Text excerpt —
Racewalking in Guernsey is organised by the Sarnia Walking Club who are affiliated to the Race Walking Association, England Athletics, South of England Athletics Association, Hampshire Athletic Association and Guernsey Commonwealth Games Association and therefore promote events as “races” rather than “rambling”.
But whatever your “speed” or age it is catered for you in Guernsey. The basic rules are simple. “Walk don’t run!”
Events over the year are over relatively short distances of between one mile and seven miles. Venues used are on the road at La Garenne, Les Amarreurs over a 1500 metres circuit, at Quayside on North Side, in the park at Delancey on the cycle path or at the Footes Lane athletics track. The occasional walk is also held along the coastal roads between Pleinmont and St Sampsons.
Ideal for newcomers to walking are the “Bob Wright Handicap Walks Series” where walkers are set off according to ability with the faster walkers trying to catch the first walkers off. The handicappers job is to try and get everyone across the finish line at the same time! This series takes place between September and March. Other walks during the rest of the year are for the “Heritage” sponsored Club Championship with team events and handicapped walks filling in throughout the year.
During the year the club promote a “one hour walk” which caters for all abilities and speeds. Simply walk as far as possible on the track in the allotted time, with your effort measured at the finish of the hour.
The pre Christmas time trial up the Val des Terres is one of the traditional events, the shortest walk but not the easiest! The longest event on the calender is the Church to Church walk over 19.4 miles. It has been held since 1936 and now attracts competitors from the UK. Walkers have 5 hours to complete the walk which over the years has proved to be sufficent. More information on this walk can be found at http://churchtochurch.wordpress.com/
The basics of the sport are easy to grasp after a few races and the rules below are the standard rules for Guernsey and the UK. They are not as daunting as they may read!

Input —
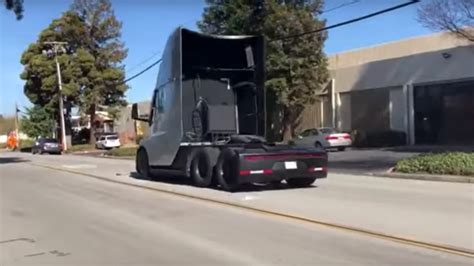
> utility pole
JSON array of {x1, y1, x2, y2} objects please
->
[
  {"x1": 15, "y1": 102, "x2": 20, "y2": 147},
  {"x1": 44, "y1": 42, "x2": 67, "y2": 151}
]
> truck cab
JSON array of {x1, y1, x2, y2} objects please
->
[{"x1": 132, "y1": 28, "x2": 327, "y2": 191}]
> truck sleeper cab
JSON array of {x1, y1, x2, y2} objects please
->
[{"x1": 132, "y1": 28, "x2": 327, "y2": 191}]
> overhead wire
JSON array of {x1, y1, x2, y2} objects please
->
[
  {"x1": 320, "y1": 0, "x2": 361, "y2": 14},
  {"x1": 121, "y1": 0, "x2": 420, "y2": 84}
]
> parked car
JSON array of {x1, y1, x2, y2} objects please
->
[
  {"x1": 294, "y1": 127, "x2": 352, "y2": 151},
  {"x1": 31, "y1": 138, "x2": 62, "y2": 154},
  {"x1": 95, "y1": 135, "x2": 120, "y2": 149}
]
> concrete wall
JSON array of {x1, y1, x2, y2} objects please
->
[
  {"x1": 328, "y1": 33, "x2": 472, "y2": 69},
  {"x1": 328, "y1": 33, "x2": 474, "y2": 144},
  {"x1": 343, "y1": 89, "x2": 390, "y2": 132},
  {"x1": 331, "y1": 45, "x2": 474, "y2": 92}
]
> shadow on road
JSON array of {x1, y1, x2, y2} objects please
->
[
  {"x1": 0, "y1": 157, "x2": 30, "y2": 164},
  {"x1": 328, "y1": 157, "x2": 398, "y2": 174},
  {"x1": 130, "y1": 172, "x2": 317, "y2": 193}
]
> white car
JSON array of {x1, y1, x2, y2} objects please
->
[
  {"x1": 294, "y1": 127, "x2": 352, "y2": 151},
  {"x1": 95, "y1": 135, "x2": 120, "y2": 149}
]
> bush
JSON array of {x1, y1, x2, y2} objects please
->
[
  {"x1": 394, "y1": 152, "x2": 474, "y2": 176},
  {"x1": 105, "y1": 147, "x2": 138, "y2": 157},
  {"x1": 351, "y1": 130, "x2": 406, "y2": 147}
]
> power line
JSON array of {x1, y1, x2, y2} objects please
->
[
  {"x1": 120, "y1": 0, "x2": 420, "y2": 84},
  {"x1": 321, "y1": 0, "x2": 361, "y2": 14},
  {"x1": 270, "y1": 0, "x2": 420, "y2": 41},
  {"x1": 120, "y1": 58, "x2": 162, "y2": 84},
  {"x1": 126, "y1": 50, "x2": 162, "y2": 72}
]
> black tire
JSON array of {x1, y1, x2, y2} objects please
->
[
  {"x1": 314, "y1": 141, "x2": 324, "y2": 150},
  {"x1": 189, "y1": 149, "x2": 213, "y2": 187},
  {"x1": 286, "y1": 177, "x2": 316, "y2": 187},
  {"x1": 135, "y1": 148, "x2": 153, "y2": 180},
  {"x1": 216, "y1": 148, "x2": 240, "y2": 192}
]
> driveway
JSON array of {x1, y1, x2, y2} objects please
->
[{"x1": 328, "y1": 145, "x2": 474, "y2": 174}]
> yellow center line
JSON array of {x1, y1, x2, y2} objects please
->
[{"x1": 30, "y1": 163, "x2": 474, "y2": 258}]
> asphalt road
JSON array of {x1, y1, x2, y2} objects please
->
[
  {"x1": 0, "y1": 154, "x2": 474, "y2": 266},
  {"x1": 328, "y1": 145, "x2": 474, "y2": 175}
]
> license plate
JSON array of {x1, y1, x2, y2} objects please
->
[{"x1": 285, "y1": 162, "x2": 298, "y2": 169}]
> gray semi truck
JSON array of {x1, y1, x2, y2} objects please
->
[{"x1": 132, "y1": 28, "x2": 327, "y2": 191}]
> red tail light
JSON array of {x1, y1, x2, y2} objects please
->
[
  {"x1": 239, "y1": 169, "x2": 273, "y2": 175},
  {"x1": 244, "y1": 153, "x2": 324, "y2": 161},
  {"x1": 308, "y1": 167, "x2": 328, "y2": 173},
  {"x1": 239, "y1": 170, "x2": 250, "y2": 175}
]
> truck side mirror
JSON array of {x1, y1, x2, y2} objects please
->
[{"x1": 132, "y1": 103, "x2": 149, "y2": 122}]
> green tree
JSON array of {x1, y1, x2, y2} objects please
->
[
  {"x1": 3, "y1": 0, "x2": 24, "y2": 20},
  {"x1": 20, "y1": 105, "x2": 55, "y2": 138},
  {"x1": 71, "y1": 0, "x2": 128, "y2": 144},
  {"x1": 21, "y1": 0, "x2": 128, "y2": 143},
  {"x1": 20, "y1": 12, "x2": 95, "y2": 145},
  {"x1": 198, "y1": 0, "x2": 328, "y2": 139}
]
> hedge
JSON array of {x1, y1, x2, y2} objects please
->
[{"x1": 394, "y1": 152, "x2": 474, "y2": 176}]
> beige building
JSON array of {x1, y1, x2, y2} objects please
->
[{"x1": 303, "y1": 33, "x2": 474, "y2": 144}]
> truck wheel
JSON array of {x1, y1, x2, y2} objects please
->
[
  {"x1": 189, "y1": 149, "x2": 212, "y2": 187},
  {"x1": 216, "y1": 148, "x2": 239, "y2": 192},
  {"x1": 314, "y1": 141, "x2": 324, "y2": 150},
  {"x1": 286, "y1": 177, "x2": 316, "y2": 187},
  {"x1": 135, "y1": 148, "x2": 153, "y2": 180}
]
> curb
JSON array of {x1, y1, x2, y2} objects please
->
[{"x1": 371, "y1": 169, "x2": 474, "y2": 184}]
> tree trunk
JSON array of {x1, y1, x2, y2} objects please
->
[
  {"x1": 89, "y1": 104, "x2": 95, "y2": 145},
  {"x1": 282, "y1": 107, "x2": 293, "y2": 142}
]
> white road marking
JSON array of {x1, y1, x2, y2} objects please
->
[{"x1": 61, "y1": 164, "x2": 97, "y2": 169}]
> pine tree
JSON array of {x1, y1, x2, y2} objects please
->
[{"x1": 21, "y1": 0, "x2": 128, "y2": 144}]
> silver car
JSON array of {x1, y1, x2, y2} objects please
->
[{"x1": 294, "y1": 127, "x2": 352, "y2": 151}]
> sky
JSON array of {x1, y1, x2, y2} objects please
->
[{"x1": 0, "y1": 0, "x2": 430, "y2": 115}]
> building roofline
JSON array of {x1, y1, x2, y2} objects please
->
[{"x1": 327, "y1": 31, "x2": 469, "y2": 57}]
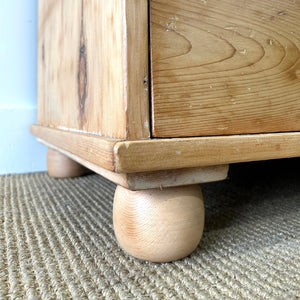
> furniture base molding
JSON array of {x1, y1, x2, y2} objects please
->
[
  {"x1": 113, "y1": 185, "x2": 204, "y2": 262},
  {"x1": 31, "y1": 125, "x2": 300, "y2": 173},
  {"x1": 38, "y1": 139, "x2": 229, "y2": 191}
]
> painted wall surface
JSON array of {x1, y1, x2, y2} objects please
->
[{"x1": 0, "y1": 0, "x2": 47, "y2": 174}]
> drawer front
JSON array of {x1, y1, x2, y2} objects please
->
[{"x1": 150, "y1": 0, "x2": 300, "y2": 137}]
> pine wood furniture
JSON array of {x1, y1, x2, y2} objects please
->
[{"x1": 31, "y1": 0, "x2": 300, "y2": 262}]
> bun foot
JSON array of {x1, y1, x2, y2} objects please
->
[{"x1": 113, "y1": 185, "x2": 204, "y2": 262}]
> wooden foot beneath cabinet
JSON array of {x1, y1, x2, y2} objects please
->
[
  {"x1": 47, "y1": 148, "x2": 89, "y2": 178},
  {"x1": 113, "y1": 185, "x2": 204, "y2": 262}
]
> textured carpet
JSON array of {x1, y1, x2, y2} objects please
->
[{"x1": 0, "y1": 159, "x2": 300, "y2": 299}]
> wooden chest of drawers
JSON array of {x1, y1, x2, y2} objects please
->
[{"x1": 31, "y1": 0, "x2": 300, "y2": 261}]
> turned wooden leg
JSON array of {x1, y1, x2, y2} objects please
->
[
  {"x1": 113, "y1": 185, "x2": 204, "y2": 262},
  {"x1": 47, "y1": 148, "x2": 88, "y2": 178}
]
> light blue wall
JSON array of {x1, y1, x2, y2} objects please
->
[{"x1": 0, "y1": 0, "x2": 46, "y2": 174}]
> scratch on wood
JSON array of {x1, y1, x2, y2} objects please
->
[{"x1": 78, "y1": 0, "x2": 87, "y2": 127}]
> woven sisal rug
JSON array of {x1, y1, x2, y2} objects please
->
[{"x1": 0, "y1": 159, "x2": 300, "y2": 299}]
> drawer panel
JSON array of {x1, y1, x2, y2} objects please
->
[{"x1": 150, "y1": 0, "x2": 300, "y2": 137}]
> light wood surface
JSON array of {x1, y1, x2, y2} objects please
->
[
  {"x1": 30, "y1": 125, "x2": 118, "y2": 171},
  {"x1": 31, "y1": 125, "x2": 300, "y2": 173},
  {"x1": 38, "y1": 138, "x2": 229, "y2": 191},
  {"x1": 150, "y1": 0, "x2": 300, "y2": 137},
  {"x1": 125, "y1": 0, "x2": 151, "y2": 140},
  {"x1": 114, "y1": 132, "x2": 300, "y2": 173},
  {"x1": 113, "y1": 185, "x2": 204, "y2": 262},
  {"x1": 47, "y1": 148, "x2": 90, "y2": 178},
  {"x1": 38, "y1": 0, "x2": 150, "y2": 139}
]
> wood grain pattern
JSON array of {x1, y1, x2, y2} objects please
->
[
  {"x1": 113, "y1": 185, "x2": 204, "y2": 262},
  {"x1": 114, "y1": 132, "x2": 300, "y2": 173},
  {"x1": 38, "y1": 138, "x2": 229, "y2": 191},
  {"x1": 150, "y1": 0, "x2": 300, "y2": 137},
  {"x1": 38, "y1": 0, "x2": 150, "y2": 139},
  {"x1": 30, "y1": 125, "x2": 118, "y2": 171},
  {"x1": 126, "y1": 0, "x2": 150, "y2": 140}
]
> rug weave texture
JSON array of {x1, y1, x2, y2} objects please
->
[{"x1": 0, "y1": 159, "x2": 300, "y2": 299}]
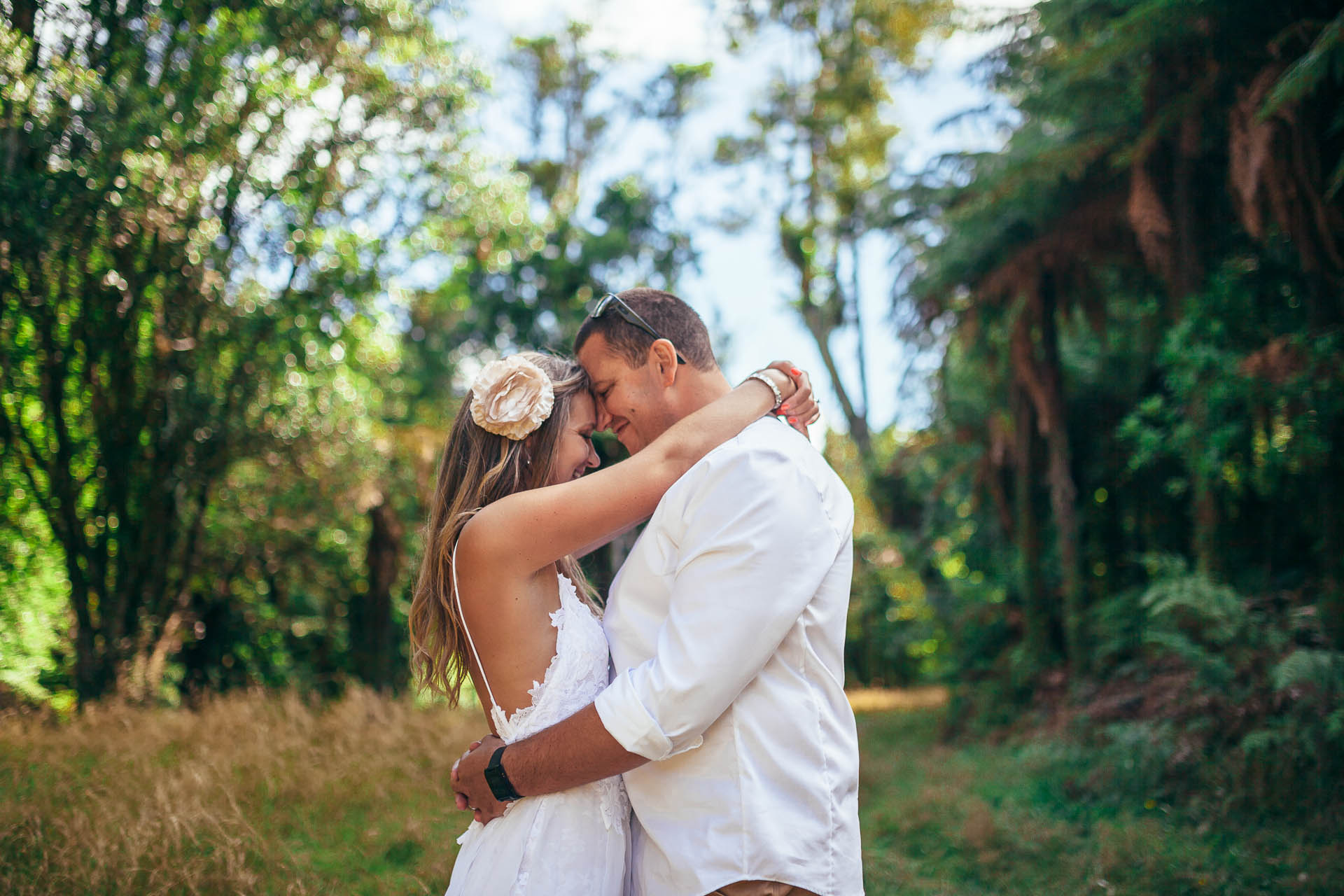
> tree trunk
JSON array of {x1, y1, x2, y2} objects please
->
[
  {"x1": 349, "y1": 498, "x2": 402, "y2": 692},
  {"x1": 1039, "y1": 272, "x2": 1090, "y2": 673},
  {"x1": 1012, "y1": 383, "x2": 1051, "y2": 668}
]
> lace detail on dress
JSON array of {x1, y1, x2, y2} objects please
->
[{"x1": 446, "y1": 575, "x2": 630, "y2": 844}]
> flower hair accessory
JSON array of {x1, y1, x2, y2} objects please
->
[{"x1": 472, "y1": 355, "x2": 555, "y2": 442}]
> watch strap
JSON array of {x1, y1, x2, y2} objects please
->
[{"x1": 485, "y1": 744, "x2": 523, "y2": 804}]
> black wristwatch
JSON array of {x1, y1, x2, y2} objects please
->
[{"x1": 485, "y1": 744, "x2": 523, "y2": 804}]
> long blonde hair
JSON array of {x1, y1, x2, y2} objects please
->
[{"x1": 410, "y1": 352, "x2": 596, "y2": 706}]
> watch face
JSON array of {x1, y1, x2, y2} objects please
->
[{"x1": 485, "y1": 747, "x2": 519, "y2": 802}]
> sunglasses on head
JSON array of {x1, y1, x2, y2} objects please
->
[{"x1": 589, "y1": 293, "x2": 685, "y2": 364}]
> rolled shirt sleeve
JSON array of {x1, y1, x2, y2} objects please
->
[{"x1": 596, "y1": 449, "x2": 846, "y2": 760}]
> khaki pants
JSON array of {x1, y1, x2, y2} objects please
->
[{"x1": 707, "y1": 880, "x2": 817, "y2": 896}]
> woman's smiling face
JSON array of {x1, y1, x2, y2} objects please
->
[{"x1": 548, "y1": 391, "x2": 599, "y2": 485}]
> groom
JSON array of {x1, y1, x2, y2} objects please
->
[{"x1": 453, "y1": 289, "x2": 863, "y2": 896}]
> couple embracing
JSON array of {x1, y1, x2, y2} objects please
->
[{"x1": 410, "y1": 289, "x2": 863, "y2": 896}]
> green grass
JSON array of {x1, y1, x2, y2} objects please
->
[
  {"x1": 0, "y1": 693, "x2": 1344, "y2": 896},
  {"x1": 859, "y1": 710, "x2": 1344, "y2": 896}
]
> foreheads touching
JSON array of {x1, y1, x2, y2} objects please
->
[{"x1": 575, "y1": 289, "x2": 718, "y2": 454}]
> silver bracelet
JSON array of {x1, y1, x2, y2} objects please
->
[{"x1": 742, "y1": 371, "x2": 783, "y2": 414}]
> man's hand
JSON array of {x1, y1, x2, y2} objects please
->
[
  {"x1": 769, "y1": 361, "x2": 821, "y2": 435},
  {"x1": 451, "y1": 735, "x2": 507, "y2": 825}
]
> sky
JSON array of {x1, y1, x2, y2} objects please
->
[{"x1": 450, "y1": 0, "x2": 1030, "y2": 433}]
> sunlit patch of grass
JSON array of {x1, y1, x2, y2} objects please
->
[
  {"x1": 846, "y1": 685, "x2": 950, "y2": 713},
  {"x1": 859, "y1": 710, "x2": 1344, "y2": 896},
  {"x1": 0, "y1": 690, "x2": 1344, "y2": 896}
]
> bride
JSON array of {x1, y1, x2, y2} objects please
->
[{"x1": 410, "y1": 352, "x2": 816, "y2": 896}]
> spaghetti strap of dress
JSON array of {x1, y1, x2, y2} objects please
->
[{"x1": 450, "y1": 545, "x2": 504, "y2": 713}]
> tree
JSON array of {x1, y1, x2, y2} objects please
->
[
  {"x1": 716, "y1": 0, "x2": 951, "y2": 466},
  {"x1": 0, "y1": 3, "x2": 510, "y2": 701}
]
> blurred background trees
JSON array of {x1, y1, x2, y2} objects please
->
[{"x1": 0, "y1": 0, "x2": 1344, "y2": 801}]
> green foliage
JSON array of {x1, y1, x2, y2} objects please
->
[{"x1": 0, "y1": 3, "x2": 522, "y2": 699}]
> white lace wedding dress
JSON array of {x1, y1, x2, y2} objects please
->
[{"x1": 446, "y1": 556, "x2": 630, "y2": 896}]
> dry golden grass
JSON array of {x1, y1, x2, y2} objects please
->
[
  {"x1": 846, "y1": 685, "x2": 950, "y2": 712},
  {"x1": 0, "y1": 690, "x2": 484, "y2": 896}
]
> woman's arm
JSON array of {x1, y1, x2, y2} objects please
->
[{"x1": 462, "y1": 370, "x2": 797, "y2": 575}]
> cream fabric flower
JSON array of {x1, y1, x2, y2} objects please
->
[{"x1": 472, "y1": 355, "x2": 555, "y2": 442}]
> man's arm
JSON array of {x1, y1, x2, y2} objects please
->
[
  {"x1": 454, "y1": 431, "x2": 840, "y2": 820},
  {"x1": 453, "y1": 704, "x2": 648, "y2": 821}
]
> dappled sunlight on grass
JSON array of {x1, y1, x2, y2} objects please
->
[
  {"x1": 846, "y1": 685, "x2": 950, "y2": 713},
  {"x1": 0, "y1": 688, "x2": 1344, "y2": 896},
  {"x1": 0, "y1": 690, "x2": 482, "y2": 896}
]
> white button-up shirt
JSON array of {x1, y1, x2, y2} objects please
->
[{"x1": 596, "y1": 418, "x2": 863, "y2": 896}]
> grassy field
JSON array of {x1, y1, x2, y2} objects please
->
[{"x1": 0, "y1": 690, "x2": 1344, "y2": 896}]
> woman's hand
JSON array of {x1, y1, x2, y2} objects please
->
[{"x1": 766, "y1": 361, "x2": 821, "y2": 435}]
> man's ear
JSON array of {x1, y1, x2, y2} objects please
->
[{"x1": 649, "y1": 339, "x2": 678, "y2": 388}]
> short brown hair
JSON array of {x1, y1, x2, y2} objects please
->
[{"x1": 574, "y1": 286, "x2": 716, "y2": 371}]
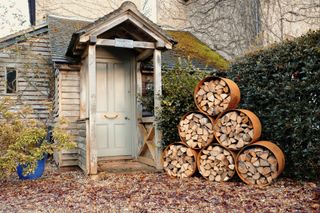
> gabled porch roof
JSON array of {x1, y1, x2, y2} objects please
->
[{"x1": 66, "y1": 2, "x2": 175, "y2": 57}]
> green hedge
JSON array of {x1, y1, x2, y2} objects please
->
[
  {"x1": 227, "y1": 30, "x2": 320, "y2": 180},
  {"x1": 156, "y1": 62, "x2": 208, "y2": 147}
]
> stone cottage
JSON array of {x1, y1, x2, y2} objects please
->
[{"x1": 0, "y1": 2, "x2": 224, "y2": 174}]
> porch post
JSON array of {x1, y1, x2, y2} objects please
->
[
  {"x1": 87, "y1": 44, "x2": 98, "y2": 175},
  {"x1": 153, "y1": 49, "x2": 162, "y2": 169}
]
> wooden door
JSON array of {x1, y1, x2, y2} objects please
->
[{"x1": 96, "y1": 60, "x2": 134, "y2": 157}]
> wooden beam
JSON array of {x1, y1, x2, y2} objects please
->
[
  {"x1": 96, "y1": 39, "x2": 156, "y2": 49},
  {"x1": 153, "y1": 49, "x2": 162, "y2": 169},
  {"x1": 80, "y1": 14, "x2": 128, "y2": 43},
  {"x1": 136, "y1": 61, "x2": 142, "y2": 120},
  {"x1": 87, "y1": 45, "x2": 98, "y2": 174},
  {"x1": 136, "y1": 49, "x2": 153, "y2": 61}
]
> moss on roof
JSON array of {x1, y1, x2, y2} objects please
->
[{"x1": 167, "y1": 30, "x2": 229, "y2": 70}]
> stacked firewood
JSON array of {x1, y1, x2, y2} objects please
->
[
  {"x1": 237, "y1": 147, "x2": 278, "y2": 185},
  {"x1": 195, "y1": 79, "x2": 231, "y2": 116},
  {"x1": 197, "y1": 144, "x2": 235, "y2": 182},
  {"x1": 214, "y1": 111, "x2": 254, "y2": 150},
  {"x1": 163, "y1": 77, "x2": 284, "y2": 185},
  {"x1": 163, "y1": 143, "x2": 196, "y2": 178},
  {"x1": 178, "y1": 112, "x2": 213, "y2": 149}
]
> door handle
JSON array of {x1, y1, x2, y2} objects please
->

Tasks to perform —
[a] In the racewalking text, how much time do walkers have to finish the Church to Church walk?
[b] Locate every line of the listing that contains the string "lace", matching case exactly.

Expected answers —
[a] 5 hours

[b]
> lace detail on dress
> white lace wedding dress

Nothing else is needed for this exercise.